* **Image location labeling entries**:
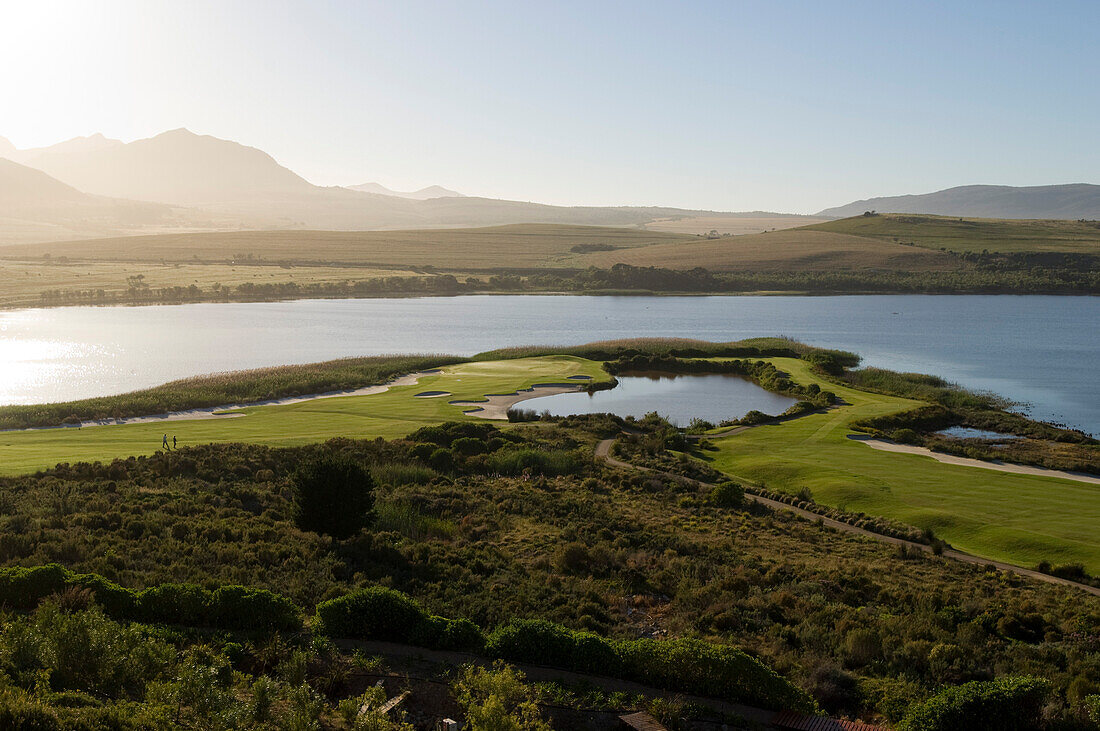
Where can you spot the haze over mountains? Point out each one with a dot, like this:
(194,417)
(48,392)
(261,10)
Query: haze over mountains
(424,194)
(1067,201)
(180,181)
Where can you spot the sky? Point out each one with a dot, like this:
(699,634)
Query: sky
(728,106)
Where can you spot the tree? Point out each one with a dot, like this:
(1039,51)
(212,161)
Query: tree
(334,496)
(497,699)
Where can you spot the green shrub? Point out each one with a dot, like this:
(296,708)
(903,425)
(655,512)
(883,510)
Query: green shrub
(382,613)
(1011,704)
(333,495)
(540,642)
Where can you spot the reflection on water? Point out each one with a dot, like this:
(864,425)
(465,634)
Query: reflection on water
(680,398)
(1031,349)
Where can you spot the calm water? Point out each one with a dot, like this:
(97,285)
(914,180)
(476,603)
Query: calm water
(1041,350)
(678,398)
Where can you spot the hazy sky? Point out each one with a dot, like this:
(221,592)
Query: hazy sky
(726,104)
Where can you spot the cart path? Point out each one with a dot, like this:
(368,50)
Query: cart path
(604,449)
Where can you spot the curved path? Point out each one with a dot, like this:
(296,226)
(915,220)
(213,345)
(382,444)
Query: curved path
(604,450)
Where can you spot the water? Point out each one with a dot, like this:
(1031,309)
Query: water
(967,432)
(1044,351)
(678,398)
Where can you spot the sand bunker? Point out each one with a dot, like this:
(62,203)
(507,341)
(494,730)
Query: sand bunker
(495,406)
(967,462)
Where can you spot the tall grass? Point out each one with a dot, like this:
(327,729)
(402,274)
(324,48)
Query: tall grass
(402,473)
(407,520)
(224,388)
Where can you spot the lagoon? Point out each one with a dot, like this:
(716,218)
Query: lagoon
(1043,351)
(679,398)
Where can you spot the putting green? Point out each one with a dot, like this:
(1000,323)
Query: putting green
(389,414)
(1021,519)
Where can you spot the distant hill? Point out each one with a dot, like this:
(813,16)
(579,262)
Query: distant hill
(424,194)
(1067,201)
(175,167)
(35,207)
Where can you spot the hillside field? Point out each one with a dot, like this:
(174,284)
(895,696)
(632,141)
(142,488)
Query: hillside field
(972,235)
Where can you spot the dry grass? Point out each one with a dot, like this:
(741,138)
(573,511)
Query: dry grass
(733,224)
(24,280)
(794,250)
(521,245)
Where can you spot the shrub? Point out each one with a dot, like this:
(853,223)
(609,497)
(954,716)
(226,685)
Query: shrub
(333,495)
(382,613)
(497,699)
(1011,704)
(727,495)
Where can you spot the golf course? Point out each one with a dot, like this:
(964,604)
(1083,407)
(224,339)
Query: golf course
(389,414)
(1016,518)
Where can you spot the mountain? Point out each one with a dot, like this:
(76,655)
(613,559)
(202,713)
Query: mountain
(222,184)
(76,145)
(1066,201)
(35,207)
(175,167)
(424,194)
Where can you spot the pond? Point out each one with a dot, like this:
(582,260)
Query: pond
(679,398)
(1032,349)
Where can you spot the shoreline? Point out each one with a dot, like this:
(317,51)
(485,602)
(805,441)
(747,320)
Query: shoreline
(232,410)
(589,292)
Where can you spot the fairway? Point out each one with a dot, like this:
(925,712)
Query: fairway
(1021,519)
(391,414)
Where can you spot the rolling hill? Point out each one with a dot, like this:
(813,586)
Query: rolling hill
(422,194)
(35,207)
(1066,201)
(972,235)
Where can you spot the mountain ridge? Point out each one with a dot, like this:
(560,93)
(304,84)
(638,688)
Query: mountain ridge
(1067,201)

* * *

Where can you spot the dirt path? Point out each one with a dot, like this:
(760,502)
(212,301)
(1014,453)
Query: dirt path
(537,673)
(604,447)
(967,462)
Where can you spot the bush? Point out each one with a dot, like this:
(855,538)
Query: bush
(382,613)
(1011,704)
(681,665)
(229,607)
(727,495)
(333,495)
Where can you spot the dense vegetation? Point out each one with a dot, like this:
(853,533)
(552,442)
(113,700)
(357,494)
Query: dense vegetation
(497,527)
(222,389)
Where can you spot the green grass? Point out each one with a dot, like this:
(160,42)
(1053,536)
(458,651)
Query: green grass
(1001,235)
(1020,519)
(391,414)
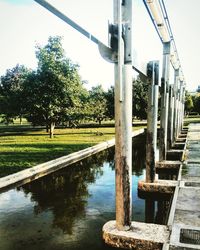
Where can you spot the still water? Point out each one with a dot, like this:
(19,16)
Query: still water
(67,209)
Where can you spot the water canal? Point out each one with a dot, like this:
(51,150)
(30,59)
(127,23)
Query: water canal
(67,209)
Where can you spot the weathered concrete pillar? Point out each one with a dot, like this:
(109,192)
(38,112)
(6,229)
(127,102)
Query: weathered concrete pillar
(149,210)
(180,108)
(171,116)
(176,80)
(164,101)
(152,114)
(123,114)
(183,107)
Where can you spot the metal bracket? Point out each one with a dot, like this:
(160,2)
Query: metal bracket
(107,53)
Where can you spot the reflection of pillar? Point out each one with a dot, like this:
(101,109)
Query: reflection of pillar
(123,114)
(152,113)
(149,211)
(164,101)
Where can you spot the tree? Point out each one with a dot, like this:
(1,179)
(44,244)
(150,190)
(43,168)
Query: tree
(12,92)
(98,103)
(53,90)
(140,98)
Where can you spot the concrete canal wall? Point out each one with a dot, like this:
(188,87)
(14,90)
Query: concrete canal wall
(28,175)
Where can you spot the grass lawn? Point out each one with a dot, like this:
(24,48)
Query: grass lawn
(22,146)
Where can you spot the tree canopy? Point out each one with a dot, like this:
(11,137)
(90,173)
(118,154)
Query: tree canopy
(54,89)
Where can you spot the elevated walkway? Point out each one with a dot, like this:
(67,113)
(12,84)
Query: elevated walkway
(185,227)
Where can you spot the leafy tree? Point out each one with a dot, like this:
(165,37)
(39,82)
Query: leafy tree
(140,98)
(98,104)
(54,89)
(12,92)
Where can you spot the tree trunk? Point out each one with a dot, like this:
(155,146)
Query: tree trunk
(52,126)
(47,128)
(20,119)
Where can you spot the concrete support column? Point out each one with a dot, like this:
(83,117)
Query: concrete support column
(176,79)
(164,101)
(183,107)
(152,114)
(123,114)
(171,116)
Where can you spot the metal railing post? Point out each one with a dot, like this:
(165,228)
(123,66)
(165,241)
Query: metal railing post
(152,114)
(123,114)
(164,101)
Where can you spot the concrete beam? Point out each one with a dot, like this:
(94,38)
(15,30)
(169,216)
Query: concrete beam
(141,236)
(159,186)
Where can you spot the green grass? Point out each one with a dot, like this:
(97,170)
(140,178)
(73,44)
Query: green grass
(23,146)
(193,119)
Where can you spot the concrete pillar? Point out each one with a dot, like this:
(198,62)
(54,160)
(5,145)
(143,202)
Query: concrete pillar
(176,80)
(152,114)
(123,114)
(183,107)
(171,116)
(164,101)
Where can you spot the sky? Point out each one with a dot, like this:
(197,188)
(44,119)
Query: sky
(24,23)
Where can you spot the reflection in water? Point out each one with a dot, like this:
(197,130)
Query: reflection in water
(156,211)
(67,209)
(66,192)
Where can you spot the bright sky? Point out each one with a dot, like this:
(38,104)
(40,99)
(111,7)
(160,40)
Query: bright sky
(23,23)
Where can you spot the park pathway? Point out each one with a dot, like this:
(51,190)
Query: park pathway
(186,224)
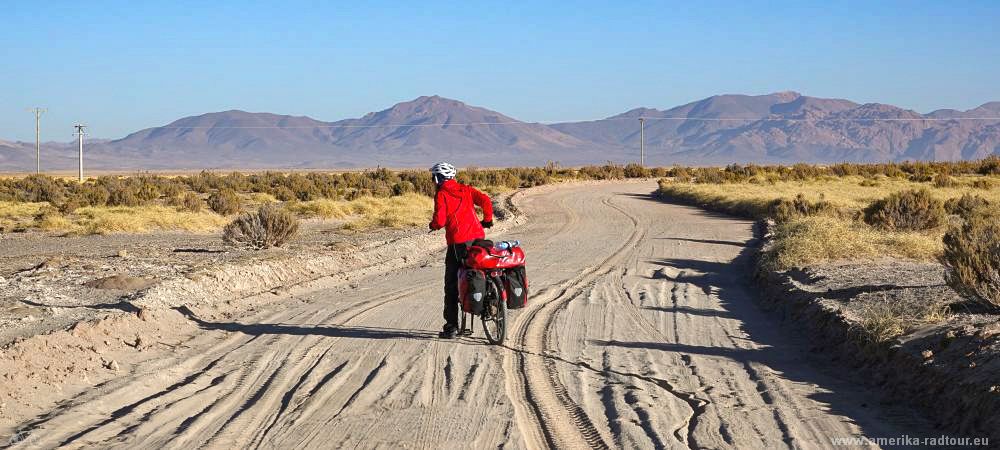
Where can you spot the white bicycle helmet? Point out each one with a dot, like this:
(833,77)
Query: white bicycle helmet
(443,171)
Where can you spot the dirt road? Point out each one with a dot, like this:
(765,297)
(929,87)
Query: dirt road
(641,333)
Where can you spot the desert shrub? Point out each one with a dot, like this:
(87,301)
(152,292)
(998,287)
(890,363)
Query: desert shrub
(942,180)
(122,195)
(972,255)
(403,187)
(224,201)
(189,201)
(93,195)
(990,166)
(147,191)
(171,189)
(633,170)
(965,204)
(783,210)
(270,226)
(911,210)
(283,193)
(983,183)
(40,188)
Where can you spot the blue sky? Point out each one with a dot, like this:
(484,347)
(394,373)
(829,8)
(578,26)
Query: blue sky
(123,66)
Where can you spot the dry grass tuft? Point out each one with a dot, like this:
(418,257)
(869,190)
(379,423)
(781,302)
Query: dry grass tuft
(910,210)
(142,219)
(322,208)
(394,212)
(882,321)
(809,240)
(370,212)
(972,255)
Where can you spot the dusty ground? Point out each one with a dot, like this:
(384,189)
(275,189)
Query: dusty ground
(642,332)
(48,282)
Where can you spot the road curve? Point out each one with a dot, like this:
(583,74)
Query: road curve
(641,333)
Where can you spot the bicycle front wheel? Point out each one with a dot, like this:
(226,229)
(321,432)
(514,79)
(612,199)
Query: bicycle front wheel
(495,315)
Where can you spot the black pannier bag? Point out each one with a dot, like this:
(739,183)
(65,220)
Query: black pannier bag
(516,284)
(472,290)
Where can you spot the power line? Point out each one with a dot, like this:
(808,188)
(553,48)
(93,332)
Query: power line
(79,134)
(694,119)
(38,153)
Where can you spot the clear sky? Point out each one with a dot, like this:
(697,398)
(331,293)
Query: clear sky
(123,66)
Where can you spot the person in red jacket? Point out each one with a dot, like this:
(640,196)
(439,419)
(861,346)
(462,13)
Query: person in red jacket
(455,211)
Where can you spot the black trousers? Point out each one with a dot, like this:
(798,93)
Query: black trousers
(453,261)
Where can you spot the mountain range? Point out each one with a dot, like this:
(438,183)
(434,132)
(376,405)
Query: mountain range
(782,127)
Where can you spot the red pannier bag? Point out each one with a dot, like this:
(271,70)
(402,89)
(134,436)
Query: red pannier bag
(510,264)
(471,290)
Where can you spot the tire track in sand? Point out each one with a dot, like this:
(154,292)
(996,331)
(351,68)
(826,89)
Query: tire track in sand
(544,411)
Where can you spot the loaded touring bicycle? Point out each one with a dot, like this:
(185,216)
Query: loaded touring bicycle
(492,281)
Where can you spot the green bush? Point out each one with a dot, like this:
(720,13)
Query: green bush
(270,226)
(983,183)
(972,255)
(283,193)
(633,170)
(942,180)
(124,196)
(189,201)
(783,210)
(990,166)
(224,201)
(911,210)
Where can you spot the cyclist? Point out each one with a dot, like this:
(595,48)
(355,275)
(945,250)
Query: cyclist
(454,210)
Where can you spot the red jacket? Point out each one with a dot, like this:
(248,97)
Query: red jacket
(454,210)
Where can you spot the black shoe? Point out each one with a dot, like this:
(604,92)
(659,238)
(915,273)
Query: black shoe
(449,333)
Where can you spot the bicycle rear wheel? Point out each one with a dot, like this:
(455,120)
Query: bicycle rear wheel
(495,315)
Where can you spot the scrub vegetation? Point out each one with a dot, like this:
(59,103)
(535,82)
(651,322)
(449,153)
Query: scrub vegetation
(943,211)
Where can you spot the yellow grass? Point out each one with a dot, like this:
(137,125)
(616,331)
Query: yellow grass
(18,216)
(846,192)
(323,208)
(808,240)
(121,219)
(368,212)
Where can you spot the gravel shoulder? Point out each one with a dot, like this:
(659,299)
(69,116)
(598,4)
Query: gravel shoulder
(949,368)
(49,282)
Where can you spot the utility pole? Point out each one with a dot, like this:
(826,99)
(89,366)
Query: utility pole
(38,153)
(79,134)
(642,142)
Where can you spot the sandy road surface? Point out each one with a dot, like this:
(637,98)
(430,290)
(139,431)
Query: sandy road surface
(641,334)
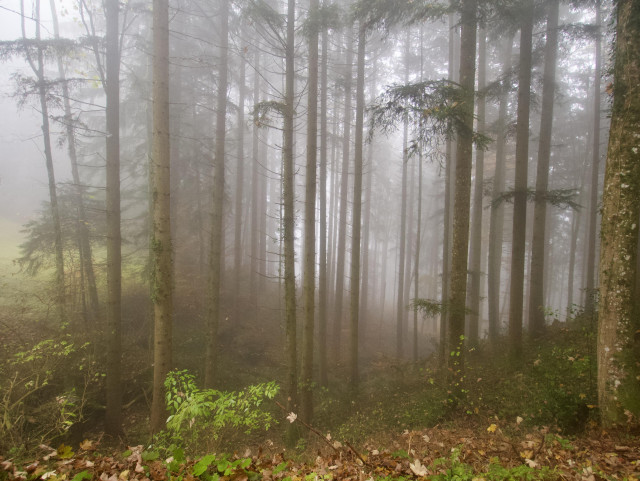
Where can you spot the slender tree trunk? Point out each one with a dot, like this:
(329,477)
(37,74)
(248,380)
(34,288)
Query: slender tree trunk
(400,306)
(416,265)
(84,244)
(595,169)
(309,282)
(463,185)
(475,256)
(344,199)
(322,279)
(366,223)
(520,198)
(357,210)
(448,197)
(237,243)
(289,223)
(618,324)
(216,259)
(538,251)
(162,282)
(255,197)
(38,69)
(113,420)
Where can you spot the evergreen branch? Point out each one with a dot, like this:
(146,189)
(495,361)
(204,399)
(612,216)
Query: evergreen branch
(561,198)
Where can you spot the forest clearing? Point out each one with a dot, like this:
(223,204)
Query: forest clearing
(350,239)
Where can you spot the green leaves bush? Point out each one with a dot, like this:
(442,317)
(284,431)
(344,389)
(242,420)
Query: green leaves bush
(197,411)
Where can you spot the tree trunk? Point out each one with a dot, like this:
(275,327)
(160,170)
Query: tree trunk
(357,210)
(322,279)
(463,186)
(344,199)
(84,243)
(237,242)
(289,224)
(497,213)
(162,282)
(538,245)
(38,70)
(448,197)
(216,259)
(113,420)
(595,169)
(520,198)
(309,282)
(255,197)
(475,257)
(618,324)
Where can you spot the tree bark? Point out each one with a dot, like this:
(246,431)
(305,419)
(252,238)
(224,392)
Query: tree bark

* **Task requirements**:
Pick out every line of the items that contains the word "post" and copy each one. Case counts, so match only that exact capitalization.

* **Response to this exercise**:
Where can you spot the metal railing post? Point out each one with a dot, like this:
Query: metal railing post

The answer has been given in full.